- **EXERCISE**
Leaving out the pictures, output each record exactly as it stands.

- **TASK DATA**
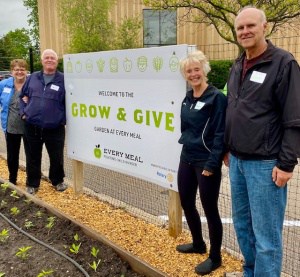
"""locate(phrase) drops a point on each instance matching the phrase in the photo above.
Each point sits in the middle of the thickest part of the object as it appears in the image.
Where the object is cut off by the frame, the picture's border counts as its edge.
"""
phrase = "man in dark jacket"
(42, 106)
(262, 135)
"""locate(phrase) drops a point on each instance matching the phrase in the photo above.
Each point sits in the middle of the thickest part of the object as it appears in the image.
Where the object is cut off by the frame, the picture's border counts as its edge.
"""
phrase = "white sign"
(123, 110)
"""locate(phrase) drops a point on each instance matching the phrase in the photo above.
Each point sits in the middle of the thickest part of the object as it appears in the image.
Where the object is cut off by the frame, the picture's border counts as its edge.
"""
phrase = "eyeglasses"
(20, 70)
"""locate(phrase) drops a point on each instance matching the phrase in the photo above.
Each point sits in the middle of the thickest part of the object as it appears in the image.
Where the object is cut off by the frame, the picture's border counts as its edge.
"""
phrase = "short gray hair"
(262, 13)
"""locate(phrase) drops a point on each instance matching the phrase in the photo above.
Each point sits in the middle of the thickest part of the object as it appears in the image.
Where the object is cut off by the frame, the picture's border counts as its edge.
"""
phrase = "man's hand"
(226, 159)
(281, 177)
(25, 99)
(206, 173)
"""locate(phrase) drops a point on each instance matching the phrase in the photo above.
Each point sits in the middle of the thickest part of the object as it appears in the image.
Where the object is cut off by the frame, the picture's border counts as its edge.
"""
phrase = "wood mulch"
(147, 241)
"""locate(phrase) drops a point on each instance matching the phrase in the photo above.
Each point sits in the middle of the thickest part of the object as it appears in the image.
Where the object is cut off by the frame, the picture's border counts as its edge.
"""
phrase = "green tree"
(33, 21)
(15, 44)
(128, 33)
(221, 13)
(88, 25)
(90, 28)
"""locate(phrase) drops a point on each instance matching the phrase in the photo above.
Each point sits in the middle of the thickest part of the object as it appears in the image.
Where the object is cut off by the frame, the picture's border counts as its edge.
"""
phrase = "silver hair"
(262, 13)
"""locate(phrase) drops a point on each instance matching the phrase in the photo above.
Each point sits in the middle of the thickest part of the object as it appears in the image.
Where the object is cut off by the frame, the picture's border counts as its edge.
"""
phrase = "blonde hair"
(18, 62)
(195, 56)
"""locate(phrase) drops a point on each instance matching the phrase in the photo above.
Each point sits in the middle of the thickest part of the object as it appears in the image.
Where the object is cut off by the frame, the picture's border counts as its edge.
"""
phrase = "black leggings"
(189, 177)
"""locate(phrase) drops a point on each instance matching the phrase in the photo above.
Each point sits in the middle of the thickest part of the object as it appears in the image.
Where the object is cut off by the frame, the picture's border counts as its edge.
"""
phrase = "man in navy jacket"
(262, 135)
(42, 106)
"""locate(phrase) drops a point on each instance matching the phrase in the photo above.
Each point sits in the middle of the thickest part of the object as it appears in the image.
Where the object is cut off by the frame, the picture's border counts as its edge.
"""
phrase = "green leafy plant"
(95, 252)
(14, 211)
(45, 273)
(75, 248)
(51, 221)
(23, 252)
(76, 237)
(94, 265)
(27, 201)
(3, 203)
(4, 186)
(28, 224)
(39, 214)
(4, 235)
(14, 194)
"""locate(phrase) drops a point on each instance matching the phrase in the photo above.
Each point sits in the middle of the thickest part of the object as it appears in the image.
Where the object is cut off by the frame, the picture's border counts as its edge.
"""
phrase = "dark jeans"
(54, 140)
(13, 144)
(189, 179)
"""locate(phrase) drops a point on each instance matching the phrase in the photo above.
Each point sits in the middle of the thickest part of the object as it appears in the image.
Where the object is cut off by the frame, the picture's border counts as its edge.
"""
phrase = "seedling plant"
(4, 235)
(23, 252)
(45, 273)
(14, 211)
(14, 194)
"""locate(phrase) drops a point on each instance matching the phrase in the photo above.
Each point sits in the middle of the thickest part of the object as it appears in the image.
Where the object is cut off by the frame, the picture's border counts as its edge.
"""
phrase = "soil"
(151, 243)
(60, 236)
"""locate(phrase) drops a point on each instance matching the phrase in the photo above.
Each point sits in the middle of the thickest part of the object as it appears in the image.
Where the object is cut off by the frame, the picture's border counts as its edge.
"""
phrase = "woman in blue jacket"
(12, 124)
(202, 134)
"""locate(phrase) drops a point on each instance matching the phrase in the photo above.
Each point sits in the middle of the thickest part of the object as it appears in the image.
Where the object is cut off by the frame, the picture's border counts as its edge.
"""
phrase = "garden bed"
(149, 244)
(94, 257)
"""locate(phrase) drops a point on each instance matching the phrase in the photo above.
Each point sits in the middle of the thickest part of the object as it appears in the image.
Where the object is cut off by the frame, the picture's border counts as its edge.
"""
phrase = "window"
(160, 27)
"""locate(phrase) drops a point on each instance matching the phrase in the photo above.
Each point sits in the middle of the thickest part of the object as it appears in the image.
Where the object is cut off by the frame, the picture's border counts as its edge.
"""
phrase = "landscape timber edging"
(137, 264)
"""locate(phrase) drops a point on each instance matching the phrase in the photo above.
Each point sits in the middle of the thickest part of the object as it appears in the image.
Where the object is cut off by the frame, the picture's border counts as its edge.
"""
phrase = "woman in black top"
(202, 135)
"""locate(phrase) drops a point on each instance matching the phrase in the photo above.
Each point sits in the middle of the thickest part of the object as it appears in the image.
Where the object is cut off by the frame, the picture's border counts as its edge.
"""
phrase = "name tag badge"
(258, 77)
(199, 105)
(7, 90)
(54, 87)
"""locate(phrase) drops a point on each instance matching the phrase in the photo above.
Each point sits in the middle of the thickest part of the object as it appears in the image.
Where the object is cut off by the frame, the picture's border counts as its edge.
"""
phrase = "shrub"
(219, 73)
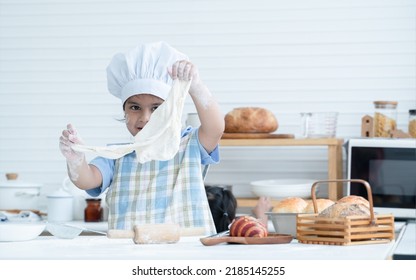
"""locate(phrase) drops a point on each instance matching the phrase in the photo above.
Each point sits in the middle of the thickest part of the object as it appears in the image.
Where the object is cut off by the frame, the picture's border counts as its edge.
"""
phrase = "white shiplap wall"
(287, 56)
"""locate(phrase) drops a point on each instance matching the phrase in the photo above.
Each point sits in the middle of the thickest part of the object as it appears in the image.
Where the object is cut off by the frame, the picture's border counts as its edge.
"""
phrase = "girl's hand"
(68, 138)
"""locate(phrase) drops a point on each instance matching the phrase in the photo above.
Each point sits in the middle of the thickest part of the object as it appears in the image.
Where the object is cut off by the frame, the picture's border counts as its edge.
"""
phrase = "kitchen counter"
(188, 248)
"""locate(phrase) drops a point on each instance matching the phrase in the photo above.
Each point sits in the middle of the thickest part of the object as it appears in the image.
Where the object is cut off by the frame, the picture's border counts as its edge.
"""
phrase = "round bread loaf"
(250, 120)
(247, 226)
(290, 205)
(322, 204)
(340, 210)
(354, 199)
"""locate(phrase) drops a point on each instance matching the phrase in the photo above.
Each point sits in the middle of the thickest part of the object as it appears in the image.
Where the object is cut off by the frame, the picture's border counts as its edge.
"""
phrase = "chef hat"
(143, 69)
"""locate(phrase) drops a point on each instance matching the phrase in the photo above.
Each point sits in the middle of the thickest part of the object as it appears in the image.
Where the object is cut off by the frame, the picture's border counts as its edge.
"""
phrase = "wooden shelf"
(334, 146)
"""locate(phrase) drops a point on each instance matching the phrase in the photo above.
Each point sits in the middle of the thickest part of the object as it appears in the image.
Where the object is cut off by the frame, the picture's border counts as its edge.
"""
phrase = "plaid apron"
(169, 191)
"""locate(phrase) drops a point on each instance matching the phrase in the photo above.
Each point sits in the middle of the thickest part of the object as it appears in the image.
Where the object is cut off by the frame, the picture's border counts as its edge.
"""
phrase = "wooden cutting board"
(273, 238)
(256, 136)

- **SOLVED PROBLEM**
"""locate(phrase) drops a point on each instance matching the phrase in the photo above.
Each point sits in the middle of the thickest part of the object as it appears in the image.
Where the object is cut off by the frame, the picture's border counts as its edge.
"""
phrase = "man in dark jacket"
(42, 106)
(262, 135)
"""locate(phrase) drops a point on each instance matching the phrase in the photo above.
Each point sits in the middle of the thickest part of the object as it appears in the image.
Where the object is cut off by the frame, the picture's border counts as its edge.
"""
phrase = "white sign"
(123, 110)
"""locate(phrase) drops a point on each instance matching the phrase in the photo above.
Each point sits in the middle of the thickest part of the object as it appears in the image.
Where the object is cut off by the frame, the picture's border counts as its edge.
"""
phrase = "eyeglasses"
(20, 70)
"""locate(phrase) drops a point on each instance matching the phrase in the photo above.
Each point sits in the middle of the thickest part of the object as it appears in the image.
Where the object is cut off by the frame, the picture's border counts as its edge.
"""
phrase = "short gray hair"
(262, 13)
"""locate(phrase) drops a point on each instance matching the phrase in the photo above.
Each point sits in the middle of the thickest part of the object as it appears in the image.
Where the object is cut off by the frame, the picture's border counts as its edge.
"""
phrase = "man's hand"
(226, 159)
(281, 177)
(25, 99)
(206, 173)
"""locate(phrase) drops a point on each instance matching the phrase in the photo above.
Each point sits in the middle of the thickest part of the object as it appears in the image.
Where the object is cut off by the frame, the picture's border counts as its edge.
"""
phrase = "wood mulch"
(147, 241)
"""locate(phrase) drops a point on each instance matching the phrase in the photo above.
Each point sits in the middle of the thickest part of the object as it appears in the image.
Where the object is cut off by the frame, the picture's border counts as its edge.
"""
phrase = "green tree"
(33, 21)
(15, 44)
(128, 33)
(221, 13)
(88, 25)
(90, 28)
"""locate(phrase) drops a point on each instance matching the phrase in the photo above.
Each point sits in the middle of the thickest part of the object as it appears in the image.
Where the object is cut off by the frame, the picture's border counts as its edge.
"""
phrase = "silver hair"
(262, 13)
"""locate(phrase) drops a point on each instance matching the phrase in the photo above.
Each point sits in the middle of the thickest part of the object as it appears in the image.
Where the object is cut off by the frame, the picture's border counts as its edge.
"""
phrase = "blonde hair"
(18, 62)
(195, 56)
"""locate(phrase) drops a point on each instance matching the phrase in the photo above.
Each point sits in the middle of the thickest part of the object as it appears in the image.
Where the object is cut off by the frame, the picture's border counts as its edge.
"""
phrase = "black leggings"
(189, 177)
"""locate(phrase) drops a point on each instance matching the phrase in the photo above.
Each point sits in the middle of the thickest part of the object as it appears in the image.
Where the object is cut off by the frame, the picture's border counts as its edge.
"""
phrase = "man in navy jacket"
(262, 135)
(42, 106)
"""locate(phrase) drops a point on each instance matching the phrase in the photo above.
Each point sits in the middle of the thickest part of the object as it appears in the image.
Where the object is cut off by the frame, the picture's border counts as its edge.
"""
phrase = "green leafy plant"
(95, 252)
(14, 211)
(45, 273)
(75, 248)
(51, 221)
(23, 252)
(76, 237)
(94, 265)
(27, 201)
(3, 203)
(4, 186)
(28, 224)
(39, 214)
(4, 235)
(14, 194)
"""locate(phrase) drops a point on each instance matching the phrase in the photo above.
Each point sits in the middle of the thickest part of the object as it appears in the image.
Where the object is cut off by the frame, the picture's border counts as its edge.
"""
phrase = "dark jeans"
(54, 140)
(13, 144)
(189, 179)
"""locate(phrase) drops a point on each instance matching the phrase in the photo above.
Each point sits in the middle of the thickest part of the object as it appears in the image.
Where the object is cut off by the frame, the picture's border counts as its edge.
"""
phrase = "seedling plant"
(4, 235)
(23, 252)
(45, 273)
(14, 211)
(14, 194)
"""locate(phrase) drops a point on each instance matching the phrase in the photo above.
Each point sits in the middle of the thickest part of the object as it appears in the image.
Where the object is cut off by the frame, the picture's border counts as its edge.
"""
phrase = "soil"
(151, 243)
(60, 236)
"""locate(phrase) drops a point on each instance matching the phrase in the photo above.
Each point sits in the middle of the thickest part of the object as it appears in the image.
Where the object is cut off by the frame, the picture's border counts as its edge.
"""
phrase = "woman in blue jacket"
(12, 124)
(202, 134)
"""locate(phrase) drops a point on each instance matching the phrase in the photo above.
Each point sits in the middle of the thickest part of the object as it appears in the image.
Where the object is cut off by the frame, the picture's border counts as its edge.
"""
phrase = "garden bed"
(149, 244)
(94, 257)
"""locate(phrase) drops a point on each instance matching the phrase in the photo above.
Each point sits in the middle of the thickest part of the object as it appears in the image.
Where the object is cut off by the frame, the picture's border counts as its edge.
"""
phrase = "window"
(160, 27)
"""locate(phrase) drops a point on each instance matching the phrase in the photo above.
Each point sits in the middle of the thickest part of the object as it appears in the image.
Where the object is cut off by the frame, the picture's border counts as its edge.
"""
phrase = "landscape timber edging"
(137, 264)
"""locate(phrase) drops a point on each instance matching the phrase in the photo above.
Each point sits in the middle of the thickest part of the object as it appears in the image.
Where the object is cut off by the frame, the picture's border counts as its edge.
"""
phrase = "woman in black top"
(202, 135)
"""locate(phrase) drops a point on each instance matching the phrase in the photo above.
Each point sits in the middle of the thickest part of the object as it appears in the image.
Where the object is cut off by the frame, the picture's border counts as its edge.
"""
phrase = "name tag badge"
(258, 77)
(199, 105)
(7, 90)
(54, 87)
"""locate(phrase) drops a point on each instance matching the phrase in the photo above.
Each point sits in the middle of the thickest part of the object as it appears in the image.
Where the object is cut off by the frame, the picture's border counts as its edge.
"""
phrase = "shrub"
(219, 73)
"""locate(phrase) drops a point on each instance matching the phrase in the photo above.
Each point sits in the middle of the thickest part of the object as it appears in the image.
Where the object is cut off by the frame, the picture's border counts as its edge.
"""
phrase = "white shiplap wall"
(287, 56)
"""locate(phrase) drops a point on each instance matching the phrase in the photo above.
Each point sits in the middle of the thickest part of the object as it appears in the image.
Where the object is cut off by the frame, the picture's border counts as its edge.
"""
phrase = "girl's hand"
(68, 138)
"""locate(phrase) drops a point on each instance matching the phrase in the photo above.
Each point sits in the middle of the thickest part of the object as it appears in the image.
Where the object is cut off by the frame, the picture's border counts as its edge.
"""
phrase = "kitchen counter"
(188, 248)
"""locate(phrase) drops a point on each instance matching the phrase in the photo above.
Each point sits in the middle of the thickest part of the object as it appears in the image.
Where the object is cut off by the frame, the picture's border counts as its edge.
"""
phrase = "round bread loaf"
(250, 120)
(247, 226)
(290, 205)
(322, 204)
(340, 210)
(354, 199)
"""locate(phrase) drops a point on each instance matching the phrase in the photo above.
Each point sits in the middle of the thickest part of the object as it appears in the image.
Where the object is cut off by the frame, the picture's border counts as its edge.
"""
phrase = "chef hat"
(143, 69)
"""locate(phrase) drops a point on each instance matching the phrase in the photo above.
Each point sits in the middle of the thickest part of the object as it appears in the image.
Where the object is cut off by the frame, the picture's border counts as its edge.
"""
phrase = "wooden shelf"
(334, 146)
"""locate(phrase) drops a point on each instance matching the phrase in the photo above.
Each point sits in the middle of the thickest part of the object as it appears in the image.
Where the object is cut off by the frame, the picture's border counts as its edge.
"""
phrase = "plaid apron"
(169, 191)
"""locate(phrase) drops a point on each instance matching the phrase in the photo above.
Each point sits in the middle of the thickest part of the object as it appears in the image.
Where the object is cut off by the frame, the picture's border counts as its edge.
"""
phrase = "wooden cutting board"
(273, 238)
(256, 136)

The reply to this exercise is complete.